▸ STATED TASK: Express every line of the rows below as a Markdown table with a column named No. for the line number and a column named Line for its text, skipping any blank lines. Leave the pictures out of the table.

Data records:
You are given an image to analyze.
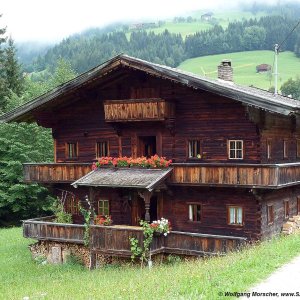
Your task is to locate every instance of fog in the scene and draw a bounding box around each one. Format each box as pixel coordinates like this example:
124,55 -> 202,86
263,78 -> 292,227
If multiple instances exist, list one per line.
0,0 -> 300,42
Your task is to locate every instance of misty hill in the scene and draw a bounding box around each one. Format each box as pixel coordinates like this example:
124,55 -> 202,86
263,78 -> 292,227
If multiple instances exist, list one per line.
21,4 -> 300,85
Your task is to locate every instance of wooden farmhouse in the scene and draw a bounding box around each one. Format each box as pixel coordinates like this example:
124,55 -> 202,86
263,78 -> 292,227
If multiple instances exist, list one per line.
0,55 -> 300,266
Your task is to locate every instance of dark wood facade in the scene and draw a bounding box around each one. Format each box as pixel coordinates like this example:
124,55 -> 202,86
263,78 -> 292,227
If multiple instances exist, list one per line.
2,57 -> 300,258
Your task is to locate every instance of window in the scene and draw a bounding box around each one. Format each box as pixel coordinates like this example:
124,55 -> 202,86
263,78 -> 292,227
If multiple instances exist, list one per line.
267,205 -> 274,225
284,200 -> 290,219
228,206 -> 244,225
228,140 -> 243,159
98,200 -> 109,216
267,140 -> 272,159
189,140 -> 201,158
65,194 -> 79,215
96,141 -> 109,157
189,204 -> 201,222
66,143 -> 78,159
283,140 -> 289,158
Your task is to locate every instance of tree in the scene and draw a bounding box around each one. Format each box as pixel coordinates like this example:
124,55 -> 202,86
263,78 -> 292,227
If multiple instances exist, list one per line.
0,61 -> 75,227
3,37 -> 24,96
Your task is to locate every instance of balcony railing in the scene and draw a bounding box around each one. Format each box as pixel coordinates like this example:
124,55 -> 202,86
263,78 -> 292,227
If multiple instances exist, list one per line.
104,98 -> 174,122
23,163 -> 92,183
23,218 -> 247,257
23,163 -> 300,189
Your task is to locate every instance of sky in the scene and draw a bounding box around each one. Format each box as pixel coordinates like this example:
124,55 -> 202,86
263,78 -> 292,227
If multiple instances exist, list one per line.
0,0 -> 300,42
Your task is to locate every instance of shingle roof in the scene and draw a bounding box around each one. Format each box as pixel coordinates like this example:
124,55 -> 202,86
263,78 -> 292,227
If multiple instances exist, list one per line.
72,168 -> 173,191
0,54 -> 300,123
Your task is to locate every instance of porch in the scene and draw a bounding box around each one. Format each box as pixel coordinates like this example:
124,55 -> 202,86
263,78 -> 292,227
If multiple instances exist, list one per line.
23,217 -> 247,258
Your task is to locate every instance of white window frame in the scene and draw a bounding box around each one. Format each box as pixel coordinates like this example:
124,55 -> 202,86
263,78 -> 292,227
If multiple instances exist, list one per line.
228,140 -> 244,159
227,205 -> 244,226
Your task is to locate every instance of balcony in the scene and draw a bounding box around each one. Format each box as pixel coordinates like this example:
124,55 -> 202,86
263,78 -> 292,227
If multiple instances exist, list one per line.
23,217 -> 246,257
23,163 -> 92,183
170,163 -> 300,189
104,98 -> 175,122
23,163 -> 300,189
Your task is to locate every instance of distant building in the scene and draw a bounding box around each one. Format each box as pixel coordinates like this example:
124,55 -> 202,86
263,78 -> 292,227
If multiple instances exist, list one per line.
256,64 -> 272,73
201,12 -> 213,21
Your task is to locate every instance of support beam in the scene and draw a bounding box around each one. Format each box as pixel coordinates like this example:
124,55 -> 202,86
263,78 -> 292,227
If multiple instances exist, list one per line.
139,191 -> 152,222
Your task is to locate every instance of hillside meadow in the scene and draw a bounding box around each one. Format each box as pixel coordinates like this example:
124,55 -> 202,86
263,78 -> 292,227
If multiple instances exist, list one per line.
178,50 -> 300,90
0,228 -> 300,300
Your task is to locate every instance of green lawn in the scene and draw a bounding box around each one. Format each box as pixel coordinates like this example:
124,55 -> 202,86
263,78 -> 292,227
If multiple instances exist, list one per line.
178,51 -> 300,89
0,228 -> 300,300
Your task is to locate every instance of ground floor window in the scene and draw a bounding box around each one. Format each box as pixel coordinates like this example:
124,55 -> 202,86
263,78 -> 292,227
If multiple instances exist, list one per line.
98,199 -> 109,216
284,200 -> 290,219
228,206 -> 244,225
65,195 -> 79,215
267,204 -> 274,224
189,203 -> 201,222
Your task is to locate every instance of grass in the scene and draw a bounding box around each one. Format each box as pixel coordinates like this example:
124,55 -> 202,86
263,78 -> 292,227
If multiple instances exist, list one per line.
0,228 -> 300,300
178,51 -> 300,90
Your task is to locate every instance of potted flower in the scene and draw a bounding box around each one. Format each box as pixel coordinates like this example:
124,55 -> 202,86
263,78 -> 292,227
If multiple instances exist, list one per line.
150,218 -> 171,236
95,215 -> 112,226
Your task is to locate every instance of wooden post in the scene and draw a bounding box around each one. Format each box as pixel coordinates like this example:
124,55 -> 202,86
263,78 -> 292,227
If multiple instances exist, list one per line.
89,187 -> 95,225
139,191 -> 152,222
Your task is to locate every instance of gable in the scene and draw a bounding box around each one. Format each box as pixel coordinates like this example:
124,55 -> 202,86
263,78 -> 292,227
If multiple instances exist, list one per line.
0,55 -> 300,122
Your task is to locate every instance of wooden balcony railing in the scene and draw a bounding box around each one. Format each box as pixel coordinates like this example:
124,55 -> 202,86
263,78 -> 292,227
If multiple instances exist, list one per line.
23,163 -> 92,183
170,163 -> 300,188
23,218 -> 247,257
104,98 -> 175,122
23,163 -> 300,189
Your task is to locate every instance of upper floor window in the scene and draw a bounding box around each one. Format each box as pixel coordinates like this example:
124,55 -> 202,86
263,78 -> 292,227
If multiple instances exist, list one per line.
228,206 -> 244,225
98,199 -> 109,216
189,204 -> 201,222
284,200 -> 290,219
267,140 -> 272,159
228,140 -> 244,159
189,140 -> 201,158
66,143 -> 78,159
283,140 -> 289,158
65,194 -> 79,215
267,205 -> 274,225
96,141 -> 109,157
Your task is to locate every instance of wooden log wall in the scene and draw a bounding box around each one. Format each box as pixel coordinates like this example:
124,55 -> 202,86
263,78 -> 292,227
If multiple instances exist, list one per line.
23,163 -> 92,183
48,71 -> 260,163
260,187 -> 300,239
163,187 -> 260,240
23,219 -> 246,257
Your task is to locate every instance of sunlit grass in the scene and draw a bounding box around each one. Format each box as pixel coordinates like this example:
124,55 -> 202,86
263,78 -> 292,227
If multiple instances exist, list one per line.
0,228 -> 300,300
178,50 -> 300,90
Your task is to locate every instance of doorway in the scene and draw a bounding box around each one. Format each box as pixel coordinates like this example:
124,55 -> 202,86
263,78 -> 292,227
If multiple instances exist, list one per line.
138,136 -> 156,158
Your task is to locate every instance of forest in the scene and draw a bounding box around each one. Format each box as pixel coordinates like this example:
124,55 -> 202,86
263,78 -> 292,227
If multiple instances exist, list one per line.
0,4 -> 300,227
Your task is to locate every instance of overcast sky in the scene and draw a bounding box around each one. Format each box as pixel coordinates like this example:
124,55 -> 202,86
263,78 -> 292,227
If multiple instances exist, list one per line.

▸ FINAL ANSWER:
| No. | Line |
|---|---|
| 1 | You are given an image to analyze. |
| 2 | Your task is to locate every instance of fog in the scene and draw a bounding box around each one. Format each box as pixel coordinates like this example: |
| 3 | 124,55 -> 202,86 |
| 4 | 263,78 -> 292,227 |
| 5 | If multiple instances exist, list one per line. |
| 6 | 0,0 -> 300,42 |
| 7 | Your task is to locate every instance of misty hill in the scene and draw a bounding box around each one. Format each box as pixel coordinates like this example: |
| 8 | 124,55 -> 202,86 |
| 9 | 263,78 -> 292,227 |
| 10 | If multiple instances exist, list one per line. |
| 11 | 21,4 -> 300,85 |
| 12 | Your task is to locate every instance of wooden farmhouse in the scene and draw a bounding box around each one. Format each box as pixel coordinates like this example: |
| 13 | 124,55 -> 202,86 |
| 14 | 263,78 -> 292,227 |
| 15 | If multiple instances exist, list one per line. |
| 16 | 0,55 -> 300,266 |
| 17 | Your task is to locate every instance of dark wood facade in the scene and draw a bounding box around each one. Format each box as pixel coordinates like this example: |
| 18 | 124,55 -> 202,86 |
| 19 | 263,78 -> 292,227 |
| 20 | If multiple instances exist, list one per line. |
| 21 | 2,57 -> 300,258 |
| 22 | Your task is to locate every instance of window in the scene and draw a bounding box around each one. Format each box as pixel coordinates like this example: |
| 23 | 124,55 -> 202,86 |
| 24 | 263,78 -> 292,227 |
| 25 | If multiple instances exist, list one per line. |
| 26 | 267,205 -> 274,225 |
| 27 | 284,200 -> 290,219 |
| 28 | 228,206 -> 244,225 |
| 29 | 228,140 -> 243,159 |
| 30 | 98,200 -> 109,216 |
| 31 | 267,140 -> 272,159 |
| 32 | 189,140 -> 201,158 |
| 33 | 65,194 -> 79,215 |
| 34 | 96,141 -> 109,157 |
| 35 | 189,204 -> 201,222 |
| 36 | 66,143 -> 78,159 |
| 37 | 283,140 -> 289,158 |
| 38 | Your task is to locate every instance of tree in the scene and draw a bounding box around each one. Format each box as pixel coordinates like this example: |
| 39 | 124,55 -> 202,86 |
| 40 | 263,78 -> 292,227 |
| 41 | If multiple instances exist, list one per line. |
| 42 | 0,61 -> 75,227 |
| 43 | 3,37 -> 24,96 |
| 44 | Your task is to locate every instance of balcony railing in the scene and draw a bounding box around each one. Format each box as pixel coordinates like this example: |
| 45 | 124,55 -> 202,86 |
| 46 | 263,78 -> 292,227 |
| 47 | If multiple instances exist, list one per line. |
| 48 | 104,98 -> 174,122 |
| 49 | 23,163 -> 92,183 |
| 50 | 23,218 -> 247,257 |
| 51 | 23,163 -> 300,189 |
| 52 | Your task is to locate every instance of sky in the scene and draw a bounding box around each one. Format each box as pixel coordinates like this example: |
| 53 | 124,55 -> 202,86 |
| 54 | 263,78 -> 292,227 |
| 55 | If multiple instances exist, list one per line. |
| 56 | 0,0 -> 300,42 |
| 57 | Your task is to locate every instance of shingle roof in the scene and draw a bounding box around each one. Format each box as pixel coordinates like this example: |
| 58 | 124,55 -> 202,86 |
| 59 | 263,78 -> 292,227 |
| 60 | If multiple instances exist, list one per line. |
| 61 | 72,168 -> 173,191 |
| 62 | 0,54 -> 300,123 |
| 63 | Your task is to locate every instance of porch in the scene and draw a bounding box around each one. Format each box as pixel coordinates like this example: |
| 64 | 124,55 -> 202,86 |
| 65 | 263,78 -> 292,227 |
| 66 | If multiple instances exist, list one per line. |
| 67 | 23,217 -> 247,258 |
| 68 | Your task is to locate every instance of white window frame in the scene and draw a bounding box around each one. Format each box as pixel coordinates like this example: |
| 69 | 124,55 -> 202,86 |
| 70 | 263,78 -> 292,227 |
| 71 | If multiple instances exist, list one per line. |
| 72 | 228,140 -> 244,159 |
| 73 | 227,205 -> 244,226 |
| 74 | Your task is to locate every instance of balcony in the scene and draw a bounding box around each one. Format each box as pixel coordinates like this example: |
| 75 | 124,55 -> 202,86 |
| 76 | 263,78 -> 292,227 |
| 77 | If multiple instances exist, list one per line. |
| 78 | 23,217 -> 246,257 |
| 79 | 23,163 -> 92,183 |
| 80 | 170,163 -> 300,189 |
| 81 | 104,98 -> 175,122 |
| 82 | 23,163 -> 300,189 |
| 83 | Your task is to locate every instance of distant building in the scene and draw a bounding box around each one. Format each box as pixel coordinates like this example: |
| 84 | 124,55 -> 202,86 |
| 85 | 263,78 -> 292,227 |
| 86 | If multiple instances exist, list one per line. |
| 87 | 256,64 -> 272,73 |
| 88 | 201,12 -> 213,21 |
| 89 | Your task is to locate every instance of support beam in the scene and draw a bounding box around each one. Format each box as pixel coordinates like this example: |
| 90 | 124,55 -> 202,86 |
| 91 | 263,78 -> 292,227 |
| 92 | If multiple instances exist, list one per line. |
| 93 | 139,191 -> 152,222 |
| 94 | Your task is to locate every instance of hillside meadow in the scene and draw a bounding box around each one. Format each box as pixel coordinates like this example: |
| 95 | 124,55 -> 202,86 |
| 96 | 263,78 -> 292,227 |
| 97 | If multiple instances exist, list one per line. |
| 98 | 178,50 -> 300,90 |
| 99 | 0,228 -> 300,300 |
| 100 | Your task is to locate every instance of green lawn in the scene and draw a bounding box around each one. Format each box as pixel coordinates like this example: |
| 101 | 124,55 -> 202,86 |
| 102 | 263,78 -> 292,227 |
| 103 | If multiple instances exist, list one per line. |
| 104 | 178,51 -> 300,89 |
| 105 | 0,228 -> 300,300 |
| 106 | Your task is to locate every instance of ground floor window in the scene and draw a bounding box around each one. Format each box as pixel coordinates like this example: |
| 107 | 124,55 -> 202,86 |
| 108 | 263,78 -> 292,227 |
| 109 | If multiple instances exist, list one per line. |
| 110 | 98,199 -> 109,216 |
| 111 | 284,200 -> 290,219 |
| 112 | 228,206 -> 244,225 |
| 113 | 65,195 -> 79,215 |
| 114 | 267,204 -> 274,224 |
| 115 | 189,203 -> 201,222 |
| 116 | Your task is to locate every instance of grass in the scene and draw a bounding box around each one. Format each box as pixel coordinates like this example: |
| 117 | 124,55 -> 202,86 |
| 118 | 263,78 -> 292,227 |
| 119 | If multiple instances exist, list one per line. |
| 120 | 0,228 -> 300,300 |
| 121 | 178,51 -> 300,90 |
| 122 | Your task is to locate every instance of potted flower in the scene and draw a bounding box around each one. Format each box as pixel coordinates like this example: |
| 123 | 124,55 -> 202,86 |
| 124 | 263,78 -> 292,227 |
| 125 | If multiple instances exist, list one per line. |
| 126 | 150,218 -> 171,236 |
| 127 | 95,215 -> 112,226 |
| 128 | Your task is to locate every instance of wooden post in the scene and draw a bounding box around each one. Format each box as pixel coordinates like this example: |
| 129 | 124,55 -> 202,86 |
| 130 | 263,78 -> 292,227 |
| 131 | If multiple instances exist, list one per line. |
| 132 | 89,187 -> 95,225 |
| 133 | 139,191 -> 152,222 |
| 134 | Your task is to locate every instance of gable in the scene and draw a bounding box around each one. Format each box as pixel coordinates like this example: |
| 135 | 124,55 -> 202,86 |
| 136 | 263,78 -> 292,227 |
| 137 | If multiple instances exist, list one per line. |
| 138 | 0,55 -> 300,122 |
| 139 | Your task is to locate every instance of wooden balcony railing in the scene and draw a bounding box around each one. Format each box as pixel coordinates like this example: |
| 140 | 124,55 -> 202,86 |
| 141 | 263,78 -> 292,227 |
| 142 | If multiple instances exist, list one per line. |
| 143 | 23,163 -> 92,183 |
| 144 | 170,163 -> 300,188 |
| 145 | 23,218 -> 247,257 |
| 146 | 104,98 -> 175,122 |
| 147 | 23,163 -> 300,189 |
| 148 | Your task is to locate every instance of upper floor window in the scene and draw a bounding box around each one. Format each box as pixel coordinates like this example: |
| 149 | 124,55 -> 202,86 |
| 150 | 263,78 -> 292,227 |
| 151 | If multiple instances exist, list one per line. |
| 152 | 228,206 -> 244,225 |
| 153 | 98,199 -> 109,216 |
| 154 | 189,204 -> 201,222 |
| 155 | 284,200 -> 290,219 |
| 156 | 267,140 -> 272,159 |
| 157 | 228,140 -> 244,159 |
| 158 | 189,140 -> 201,158 |
| 159 | 66,143 -> 78,159 |
| 160 | 283,140 -> 289,158 |
| 161 | 65,194 -> 79,215 |
| 162 | 267,205 -> 274,225 |
| 163 | 96,141 -> 109,157 |
| 164 | Your task is to locate every instance of wooden log wall in the scene and draw a bounding box around each one. Format each box as pixel coordinates like this example: |
| 165 | 124,55 -> 202,86 |
| 166 | 263,78 -> 292,227 |
| 167 | If multiple instances exist, list one per line. |
| 168 | 23,163 -> 92,183 |
| 169 | 48,71 -> 260,163 |
| 170 | 260,187 -> 300,239 |
| 171 | 163,187 -> 260,240 |
| 172 | 23,219 -> 246,257 |
| 173 | Your task is to locate every instance of sunlit grass in the scene and draw a bounding box around each one. Format each box as pixel coordinates like this example: |
| 174 | 124,55 -> 202,86 |
| 175 | 263,78 -> 292,227 |
| 176 | If multiple instances exist, list one per line. |
| 177 | 0,228 -> 300,300 |
| 178 | 178,50 -> 300,90 |
| 179 | Your task is to locate every instance of doorway in the scene and draw a bounding box around each one. Format each box as pixel coordinates like this example: |
| 180 | 124,55 -> 202,86 |
| 181 | 263,78 -> 292,227 |
| 182 | If multiple instances exist, list one per line. |
| 183 | 138,136 -> 156,158 |
| 184 | Your task is to locate every instance of forest in the scene and draw a bounding box around each one. Format each box as pixel coordinates like this example: |
| 185 | 124,55 -> 202,86 |
| 186 | 263,78 -> 292,227 |
| 187 | If multiple instances exist, list one per line. |
| 188 | 0,4 -> 300,227 |
| 189 | Your task is to locate every instance of overcast sky in the scene and draw a bounding box around each one. Format each box as pixel coordinates like this example: |
| 190 | 124,55 -> 202,86 |
| 191 | 263,78 -> 292,227 |
| 192 | If multiple instances exist, list one per line. |